Output all records exactly.

RECORDS TO USE:
########

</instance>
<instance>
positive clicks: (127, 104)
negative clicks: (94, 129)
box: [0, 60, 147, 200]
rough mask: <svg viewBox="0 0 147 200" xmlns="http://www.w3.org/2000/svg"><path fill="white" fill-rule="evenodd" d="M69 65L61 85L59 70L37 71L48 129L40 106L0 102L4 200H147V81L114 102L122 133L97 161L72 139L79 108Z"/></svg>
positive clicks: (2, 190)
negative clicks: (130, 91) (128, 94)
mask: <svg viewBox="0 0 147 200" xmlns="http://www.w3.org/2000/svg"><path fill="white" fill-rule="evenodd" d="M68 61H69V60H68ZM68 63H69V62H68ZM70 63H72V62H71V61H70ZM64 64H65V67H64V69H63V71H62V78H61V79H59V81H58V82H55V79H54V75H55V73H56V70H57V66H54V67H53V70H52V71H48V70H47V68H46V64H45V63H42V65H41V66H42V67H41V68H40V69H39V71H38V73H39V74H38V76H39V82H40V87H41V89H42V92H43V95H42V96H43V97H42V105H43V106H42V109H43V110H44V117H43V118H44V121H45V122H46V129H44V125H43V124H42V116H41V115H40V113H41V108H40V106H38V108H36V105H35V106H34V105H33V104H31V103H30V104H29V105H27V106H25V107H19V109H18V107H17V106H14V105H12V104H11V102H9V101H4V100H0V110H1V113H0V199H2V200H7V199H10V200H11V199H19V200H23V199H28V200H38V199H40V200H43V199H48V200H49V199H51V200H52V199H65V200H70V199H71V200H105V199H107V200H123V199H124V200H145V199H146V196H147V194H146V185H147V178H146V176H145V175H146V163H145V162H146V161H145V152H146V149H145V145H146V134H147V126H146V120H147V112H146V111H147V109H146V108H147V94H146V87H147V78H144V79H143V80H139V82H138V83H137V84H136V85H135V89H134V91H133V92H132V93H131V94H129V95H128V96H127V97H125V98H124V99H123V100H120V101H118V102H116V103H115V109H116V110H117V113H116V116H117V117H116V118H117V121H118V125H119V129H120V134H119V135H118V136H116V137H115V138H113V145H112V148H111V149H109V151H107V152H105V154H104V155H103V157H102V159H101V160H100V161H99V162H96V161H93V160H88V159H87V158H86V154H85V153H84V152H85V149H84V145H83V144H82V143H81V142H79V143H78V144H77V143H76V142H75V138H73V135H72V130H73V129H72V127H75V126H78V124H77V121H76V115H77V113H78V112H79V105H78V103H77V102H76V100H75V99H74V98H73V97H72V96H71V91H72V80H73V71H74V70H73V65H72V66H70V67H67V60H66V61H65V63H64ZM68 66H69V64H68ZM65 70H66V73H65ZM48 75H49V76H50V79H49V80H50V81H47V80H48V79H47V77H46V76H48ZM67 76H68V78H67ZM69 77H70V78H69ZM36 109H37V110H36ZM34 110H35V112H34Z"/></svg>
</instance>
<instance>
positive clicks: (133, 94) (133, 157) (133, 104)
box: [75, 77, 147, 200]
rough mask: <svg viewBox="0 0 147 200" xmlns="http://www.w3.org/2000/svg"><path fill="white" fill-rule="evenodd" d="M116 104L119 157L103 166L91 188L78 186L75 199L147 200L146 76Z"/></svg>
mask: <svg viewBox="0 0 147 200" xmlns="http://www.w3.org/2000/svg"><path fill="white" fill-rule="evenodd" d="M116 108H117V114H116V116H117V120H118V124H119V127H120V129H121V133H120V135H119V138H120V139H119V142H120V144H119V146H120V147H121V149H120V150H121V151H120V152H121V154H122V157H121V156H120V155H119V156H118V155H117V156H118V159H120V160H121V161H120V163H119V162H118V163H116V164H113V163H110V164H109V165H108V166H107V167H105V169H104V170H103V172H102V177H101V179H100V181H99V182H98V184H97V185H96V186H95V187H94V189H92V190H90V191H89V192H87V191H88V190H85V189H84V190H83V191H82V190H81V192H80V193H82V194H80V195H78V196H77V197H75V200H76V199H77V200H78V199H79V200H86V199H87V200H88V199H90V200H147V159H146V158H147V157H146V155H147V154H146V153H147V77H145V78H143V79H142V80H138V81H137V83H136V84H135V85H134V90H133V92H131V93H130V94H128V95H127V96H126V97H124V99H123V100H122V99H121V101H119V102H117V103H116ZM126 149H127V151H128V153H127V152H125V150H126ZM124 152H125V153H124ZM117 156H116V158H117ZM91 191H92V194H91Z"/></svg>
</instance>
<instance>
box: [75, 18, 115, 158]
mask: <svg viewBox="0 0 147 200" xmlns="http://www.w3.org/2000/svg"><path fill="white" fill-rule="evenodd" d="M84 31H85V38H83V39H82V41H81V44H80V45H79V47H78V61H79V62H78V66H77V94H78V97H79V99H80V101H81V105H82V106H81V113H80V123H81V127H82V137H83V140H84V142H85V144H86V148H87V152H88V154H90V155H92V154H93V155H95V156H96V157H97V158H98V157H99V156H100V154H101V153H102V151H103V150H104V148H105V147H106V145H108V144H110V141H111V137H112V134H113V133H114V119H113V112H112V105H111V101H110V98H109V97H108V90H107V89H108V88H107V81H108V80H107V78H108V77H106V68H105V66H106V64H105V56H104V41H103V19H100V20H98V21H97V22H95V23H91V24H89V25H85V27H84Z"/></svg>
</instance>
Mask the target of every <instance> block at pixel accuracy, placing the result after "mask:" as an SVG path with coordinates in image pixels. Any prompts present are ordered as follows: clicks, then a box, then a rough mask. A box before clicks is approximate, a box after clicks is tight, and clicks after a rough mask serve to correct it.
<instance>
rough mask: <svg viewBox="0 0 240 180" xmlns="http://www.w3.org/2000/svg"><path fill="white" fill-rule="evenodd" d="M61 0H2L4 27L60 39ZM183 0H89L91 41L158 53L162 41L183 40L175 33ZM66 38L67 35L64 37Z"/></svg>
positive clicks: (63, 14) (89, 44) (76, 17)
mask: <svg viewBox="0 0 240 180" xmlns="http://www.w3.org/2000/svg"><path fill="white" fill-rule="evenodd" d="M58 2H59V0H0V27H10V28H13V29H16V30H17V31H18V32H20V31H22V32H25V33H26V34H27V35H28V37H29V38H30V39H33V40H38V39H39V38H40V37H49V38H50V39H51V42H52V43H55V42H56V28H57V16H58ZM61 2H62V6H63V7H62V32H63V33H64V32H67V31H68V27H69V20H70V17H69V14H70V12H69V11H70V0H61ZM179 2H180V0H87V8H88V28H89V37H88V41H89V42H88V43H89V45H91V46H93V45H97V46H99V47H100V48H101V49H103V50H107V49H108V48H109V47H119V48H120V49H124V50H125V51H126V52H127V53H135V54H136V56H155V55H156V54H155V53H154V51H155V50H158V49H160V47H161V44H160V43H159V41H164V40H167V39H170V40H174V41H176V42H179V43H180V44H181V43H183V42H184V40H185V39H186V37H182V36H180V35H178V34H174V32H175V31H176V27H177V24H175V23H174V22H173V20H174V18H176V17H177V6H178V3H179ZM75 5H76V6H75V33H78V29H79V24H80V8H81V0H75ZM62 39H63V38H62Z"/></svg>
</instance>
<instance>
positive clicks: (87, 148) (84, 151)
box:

########

OUTPUT OF THE TASK:
</instance>
<instance>
positive clicks: (127, 104)
negative clicks: (94, 129)
box: [0, 60, 147, 200]
rough mask: <svg viewBox="0 0 147 200" xmlns="http://www.w3.org/2000/svg"><path fill="white" fill-rule="evenodd" d="M69 65L61 85L59 70L37 71L48 129L40 106L0 102L4 200H147V81L114 102L122 133L97 161L72 139L79 108Z"/></svg>
positive clicks: (2, 190)
negative clicks: (130, 91) (128, 94)
mask: <svg viewBox="0 0 147 200" xmlns="http://www.w3.org/2000/svg"><path fill="white" fill-rule="evenodd" d="M68 61H69V60H68ZM68 63H69V62H68ZM70 63H72V62H71V61H70ZM64 64H65V67H64V69H63V71H62V78H61V79H59V81H58V82H55V79H54V75H55V73H56V70H57V66H54V67H53V70H52V71H48V70H47V68H46V64H45V63H42V65H41V66H42V67H41V68H40V69H39V71H38V73H39V74H38V76H39V82H40V87H41V89H42V92H43V95H42V96H43V97H42V105H43V106H42V109H43V110H44V117H43V118H44V121H45V122H46V129H44V125H43V124H42V116H41V115H40V113H41V108H40V106H38V108H36V105H35V106H34V105H33V104H31V103H30V104H29V105H27V106H25V107H19V109H18V107H17V106H14V105H12V104H11V102H9V101H4V100H0V110H1V113H0V199H2V200H7V199H10V200H11V199H19V200H23V199H28V200H38V199H40V200H43V199H48V200H49V199H51V200H52V199H65V200H70V199H71V200H105V199H107V200H123V199H124V200H145V199H146V196H147V194H146V185H147V178H146V176H145V175H146V163H145V162H146V161H145V152H146V149H145V145H146V134H147V126H146V120H147V112H146V111H147V109H146V108H147V94H146V87H147V78H144V79H143V80H139V82H138V83H137V84H136V85H135V89H134V91H133V92H132V93H131V94H129V95H128V96H127V97H125V98H124V99H123V100H120V101H118V102H116V103H115V109H116V110H117V113H116V116H117V117H116V118H117V121H118V125H119V129H120V134H119V135H118V136H116V137H115V138H113V145H112V148H111V149H109V151H107V152H105V154H104V155H103V157H102V159H101V160H100V161H99V162H96V161H93V160H88V159H87V158H86V154H85V153H84V152H85V149H84V145H83V144H82V143H81V142H79V143H78V144H77V143H76V142H75V138H73V135H72V130H73V129H72V127H75V126H78V124H77V121H76V115H77V113H78V112H79V105H78V103H77V102H76V100H75V99H74V98H73V97H72V96H71V91H72V80H73V71H74V70H73V65H72V66H70V67H67V60H66V61H65V63H64ZM68 66H69V64H68ZM65 70H66V73H65ZM48 75H49V76H50V79H49V80H50V81H47V80H48V79H47V77H46V76H48ZM67 76H68V78H67ZM69 77H70V78H69ZM36 109H37V110H36ZM34 110H35V112H34Z"/></svg>
</instance>
<instance>
positive clicks: (133, 94) (133, 157) (133, 104)
box: [75, 77, 147, 200]
rough mask: <svg viewBox="0 0 147 200" xmlns="http://www.w3.org/2000/svg"><path fill="white" fill-rule="evenodd" d="M116 104L119 157L103 166L91 188L78 186L75 199L147 200L146 76Z"/></svg>
mask: <svg viewBox="0 0 147 200" xmlns="http://www.w3.org/2000/svg"><path fill="white" fill-rule="evenodd" d="M116 108H117V114H116V116H117V120H118V124H119V127H120V129H121V133H120V135H119V138H120V139H119V142H120V144H119V146H120V147H121V149H120V150H121V151H120V152H121V154H122V157H121V156H120V155H119V156H118V155H117V156H118V159H120V160H121V161H120V163H119V162H118V163H116V164H113V163H110V164H109V165H108V166H107V167H105V169H104V170H103V172H102V177H101V179H100V181H99V182H98V184H97V185H96V186H95V187H94V189H92V190H90V191H89V192H87V191H88V190H85V189H84V190H83V191H82V190H81V192H80V193H82V194H80V195H78V196H77V197H75V200H76V199H77V200H78V199H79V200H86V199H87V200H88V199H90V200H147V159H146V158H147V157H146V155H147V154H146V153H147V77H145V78H143V79H142V80H138V81H137V83H136V84H135V85H134V90H133V92H131V93H130V94H128V95H127V96H126V97H124V99H123V100H122V99H121V101H119V102H117V103H116ZM126 149H127V151H128V153H127V152H125V150H126ZM124 152H125V153H124ZM117 156H116V158H117ZM91 191H92V194H91Z"/></svg>
</instance>
<instance>
box: [75, 18, 115, 158]
mask: <svg viewBox="0 0 147 200" xmlns="http://www.w3.org/2000/svg"><path fill="white" fill-rule="evenodd" d="M84 31H85V38H83V39H82V41H81V44H80V45H79V47H78V61H79V62H78V66H77V94H78V97H79V99H80V101H81V105H82V106H81V113H80V123H81V127H82V137H83V140H84V142H85V144H86V148H87V152H88V154H90V155H92V154H93V155H95V156H96V157H97V158H98V157H99V156H100V154H101V153H102V151H103V150H104V148H105V147H106V145H108V144H110V141H111V137H112V134H113V133H114V119H113V112H112V105H111V101H110V98H109V97H108V90H107V89H108V88H107V81H108V80H107V78H108V77H106V68H105V66H106V64H105V56H104V41H103V19H100V20H98V21H97V22H95V23H91V24H89V25H85V27H84Z"/></svg>
</instance>
Mask the target of every <instance> block at pixel accuracy, placing the result after "mask:" as an SVG path with coordinates in image pixels. Any prompts present are ordered as follows: clicks, then a box, then a rough mask. A box before clicks is approximate, a box after clicks is tight, and clicks after a rough mask serve to correct it.
<instance>
rough mask: <svg viewBox="0 0 240 180" xmlns="http://www.w3.org/2000/svg"><path fill="white" fill-rule="evenodd" d="M61 0H2L4 27L60 39ZM183 0H89L91 41L158 53L162 41L183 40L175 33ZM66 38L67 35L64 37Z"/></svg>
positive clicks: (63, 14) (89, 44) (76, 17)
mask: <svg viewBox="0 0 240 180" xmlns="http://www.w3.org/2000/svg"><path fill="white" fill-rule="evenodd" d="M58 2H59V0H0V27H10V28H13V29H16V30H17V31H18V32H20V31H22V32H25V33H26V34H27V35H28V37H29V38H30V39H33V40H38V39H39V38H40V37H49V38H50V39H51V42H52V43H55V42H56V28H57V16H58ZM61 2H62V6H63V7H62V32H63V33H64V32H67V31H68V27H69V20H70V17H69V14H70V12H69V11H70V0H61ZM179 2H180V0H87V8H88V28H89V37H88V41H89V42H88V43H89V45H91V46H93V45H97V46H99V47H100V48H101V49H103V50H107V49H108V48H109V47H119V48H120V49H124V50H125V51H126V52H127V53H135V54H136V56H155V55H156V54H155V53H154V51H155V50H158V49H160V47H161V44H160V43H159V41H164V40H167V39H170V40H174V41H176V42H179V43H180V44H181V43H183V42H184V40H185V39H186V37H182V36H180V35H178V34H174V32H175V31H176V27H177V24H175V23H174V22H173V20H174V18H176V17H177V6H178V3H179ZM75 5H76V6H75V33H78V29H79V24H80V8H81V0H75ZM62 39H63V38H62Z"/></svg>
</instance>
<instance>
positive clicks: (87, 148) (84, 151)
box:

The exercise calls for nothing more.